• [Entries supplied]

Begin

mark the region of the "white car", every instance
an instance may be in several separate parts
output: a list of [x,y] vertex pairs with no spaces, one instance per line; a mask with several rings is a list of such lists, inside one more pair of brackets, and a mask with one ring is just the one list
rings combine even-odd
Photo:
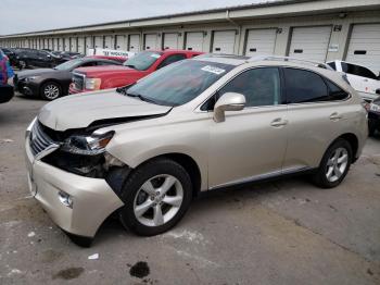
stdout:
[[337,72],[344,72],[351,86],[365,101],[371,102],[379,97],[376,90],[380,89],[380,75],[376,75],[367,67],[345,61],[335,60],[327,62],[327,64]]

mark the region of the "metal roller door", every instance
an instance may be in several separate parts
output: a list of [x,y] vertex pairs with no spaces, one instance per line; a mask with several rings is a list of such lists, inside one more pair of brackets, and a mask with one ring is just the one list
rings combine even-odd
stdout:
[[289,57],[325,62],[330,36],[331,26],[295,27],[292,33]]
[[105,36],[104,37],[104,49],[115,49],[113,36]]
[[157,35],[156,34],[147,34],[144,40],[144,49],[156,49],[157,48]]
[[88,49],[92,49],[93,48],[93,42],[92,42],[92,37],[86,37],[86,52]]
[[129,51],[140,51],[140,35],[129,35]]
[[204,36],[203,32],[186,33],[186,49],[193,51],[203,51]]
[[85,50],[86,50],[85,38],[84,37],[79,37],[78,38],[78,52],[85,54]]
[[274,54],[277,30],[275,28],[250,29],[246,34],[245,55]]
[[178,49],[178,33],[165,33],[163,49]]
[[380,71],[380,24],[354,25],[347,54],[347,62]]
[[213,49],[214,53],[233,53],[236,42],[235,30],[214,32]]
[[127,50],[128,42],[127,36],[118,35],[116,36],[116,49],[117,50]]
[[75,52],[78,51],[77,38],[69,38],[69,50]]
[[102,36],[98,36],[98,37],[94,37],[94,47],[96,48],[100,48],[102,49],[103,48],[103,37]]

End
Begin

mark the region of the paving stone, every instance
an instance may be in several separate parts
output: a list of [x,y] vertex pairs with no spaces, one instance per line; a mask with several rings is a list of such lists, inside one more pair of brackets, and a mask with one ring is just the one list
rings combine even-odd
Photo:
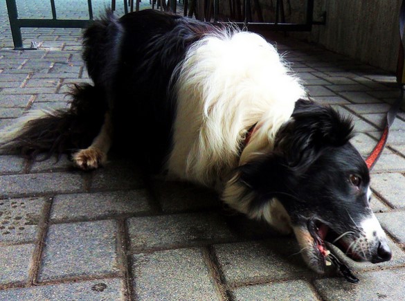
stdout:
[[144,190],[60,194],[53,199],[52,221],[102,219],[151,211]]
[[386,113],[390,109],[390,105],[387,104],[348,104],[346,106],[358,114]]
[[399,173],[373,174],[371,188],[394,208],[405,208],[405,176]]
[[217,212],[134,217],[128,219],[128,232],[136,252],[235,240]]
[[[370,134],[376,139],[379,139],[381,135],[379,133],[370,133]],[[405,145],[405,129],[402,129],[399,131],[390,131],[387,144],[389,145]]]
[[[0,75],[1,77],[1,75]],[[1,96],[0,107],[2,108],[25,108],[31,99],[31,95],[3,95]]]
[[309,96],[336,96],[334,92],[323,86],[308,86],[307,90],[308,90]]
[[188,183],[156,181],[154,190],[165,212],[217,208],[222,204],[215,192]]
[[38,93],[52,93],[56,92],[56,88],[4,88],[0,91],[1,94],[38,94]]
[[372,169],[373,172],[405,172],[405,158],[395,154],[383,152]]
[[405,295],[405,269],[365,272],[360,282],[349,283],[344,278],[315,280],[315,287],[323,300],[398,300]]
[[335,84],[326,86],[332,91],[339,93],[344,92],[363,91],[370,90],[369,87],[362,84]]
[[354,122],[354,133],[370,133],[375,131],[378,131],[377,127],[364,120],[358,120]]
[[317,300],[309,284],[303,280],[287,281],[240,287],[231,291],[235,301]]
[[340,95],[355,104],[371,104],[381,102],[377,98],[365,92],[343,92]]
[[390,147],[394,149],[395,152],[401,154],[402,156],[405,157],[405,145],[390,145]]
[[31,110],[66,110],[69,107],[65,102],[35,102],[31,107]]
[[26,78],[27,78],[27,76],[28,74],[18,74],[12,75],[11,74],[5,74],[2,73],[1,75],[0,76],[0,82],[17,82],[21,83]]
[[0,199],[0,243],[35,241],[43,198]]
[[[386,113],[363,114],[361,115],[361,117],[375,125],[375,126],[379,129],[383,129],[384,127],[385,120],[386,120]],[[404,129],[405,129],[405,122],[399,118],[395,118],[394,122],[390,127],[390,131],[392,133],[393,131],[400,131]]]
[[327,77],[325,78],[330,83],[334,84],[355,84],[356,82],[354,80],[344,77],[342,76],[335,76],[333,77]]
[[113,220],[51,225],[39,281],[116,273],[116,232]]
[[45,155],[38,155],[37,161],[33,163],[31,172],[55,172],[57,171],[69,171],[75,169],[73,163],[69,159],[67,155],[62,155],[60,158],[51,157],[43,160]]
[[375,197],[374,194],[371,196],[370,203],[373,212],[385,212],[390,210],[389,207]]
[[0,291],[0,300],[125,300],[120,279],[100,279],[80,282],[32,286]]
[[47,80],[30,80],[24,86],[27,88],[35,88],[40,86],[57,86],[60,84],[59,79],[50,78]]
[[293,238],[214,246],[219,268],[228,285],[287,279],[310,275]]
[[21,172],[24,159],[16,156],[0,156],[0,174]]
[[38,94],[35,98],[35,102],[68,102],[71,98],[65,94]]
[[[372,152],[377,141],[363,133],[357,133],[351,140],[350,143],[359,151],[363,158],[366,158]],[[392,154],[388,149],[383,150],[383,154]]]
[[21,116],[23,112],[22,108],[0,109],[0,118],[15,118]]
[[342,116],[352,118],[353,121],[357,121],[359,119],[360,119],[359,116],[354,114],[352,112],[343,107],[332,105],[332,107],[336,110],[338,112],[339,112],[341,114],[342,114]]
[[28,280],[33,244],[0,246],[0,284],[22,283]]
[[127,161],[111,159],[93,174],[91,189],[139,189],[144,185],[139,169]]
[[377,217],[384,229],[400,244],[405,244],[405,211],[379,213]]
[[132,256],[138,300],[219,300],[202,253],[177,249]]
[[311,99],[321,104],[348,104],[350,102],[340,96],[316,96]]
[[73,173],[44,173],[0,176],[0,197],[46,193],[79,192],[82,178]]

End
Begin

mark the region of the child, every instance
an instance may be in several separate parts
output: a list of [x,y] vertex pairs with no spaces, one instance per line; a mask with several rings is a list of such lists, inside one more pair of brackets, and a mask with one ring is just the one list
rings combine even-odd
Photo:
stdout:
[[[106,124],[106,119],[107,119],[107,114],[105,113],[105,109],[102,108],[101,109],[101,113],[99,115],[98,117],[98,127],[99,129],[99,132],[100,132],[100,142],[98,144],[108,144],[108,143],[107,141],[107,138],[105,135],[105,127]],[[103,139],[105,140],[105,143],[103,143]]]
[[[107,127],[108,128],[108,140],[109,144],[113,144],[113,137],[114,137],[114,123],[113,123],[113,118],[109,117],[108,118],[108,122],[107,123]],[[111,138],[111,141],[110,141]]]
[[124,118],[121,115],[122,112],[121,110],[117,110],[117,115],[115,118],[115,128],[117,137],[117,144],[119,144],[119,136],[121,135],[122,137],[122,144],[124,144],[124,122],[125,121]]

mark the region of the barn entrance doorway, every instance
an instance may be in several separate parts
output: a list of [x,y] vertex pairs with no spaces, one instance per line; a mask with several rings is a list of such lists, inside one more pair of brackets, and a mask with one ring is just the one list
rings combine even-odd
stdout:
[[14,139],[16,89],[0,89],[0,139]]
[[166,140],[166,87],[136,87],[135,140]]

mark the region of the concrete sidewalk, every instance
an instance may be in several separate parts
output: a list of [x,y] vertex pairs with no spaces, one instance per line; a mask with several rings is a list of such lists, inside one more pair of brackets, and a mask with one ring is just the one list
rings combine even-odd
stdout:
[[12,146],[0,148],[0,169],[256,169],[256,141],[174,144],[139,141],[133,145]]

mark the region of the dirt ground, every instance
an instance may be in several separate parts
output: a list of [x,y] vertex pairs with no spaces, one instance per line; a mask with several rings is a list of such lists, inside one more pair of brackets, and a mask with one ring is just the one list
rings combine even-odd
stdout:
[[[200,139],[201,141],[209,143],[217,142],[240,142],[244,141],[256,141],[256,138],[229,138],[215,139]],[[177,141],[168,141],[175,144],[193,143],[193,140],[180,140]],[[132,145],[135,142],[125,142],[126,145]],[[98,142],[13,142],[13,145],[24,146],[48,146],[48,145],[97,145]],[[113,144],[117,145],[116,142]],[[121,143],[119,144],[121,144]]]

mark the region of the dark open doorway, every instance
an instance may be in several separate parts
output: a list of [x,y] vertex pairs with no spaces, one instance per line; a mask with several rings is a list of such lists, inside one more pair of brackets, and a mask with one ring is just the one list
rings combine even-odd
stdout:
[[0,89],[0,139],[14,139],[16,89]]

End

Update the items from the line containing "mark the region of the dark" through the line containing "[[0,89],[0,139],[14,139],[16,89]]", both included, replacing "open doorway" with "open entryway" and keeping everything else unchanged.

• [Exercise solution]
mark the region of the dark open entryway, every instance
an instance may be in several separate parts
output: a list of [x,y] vertex pairs with no spaces, one instance per line; a mask with several rings is a list of such lists, inside one more pair of brackets, and a mask with one ring is just the one list
rings combine even-odd
stdout:
[[0,89],[0,139],[14,139],[16,89]]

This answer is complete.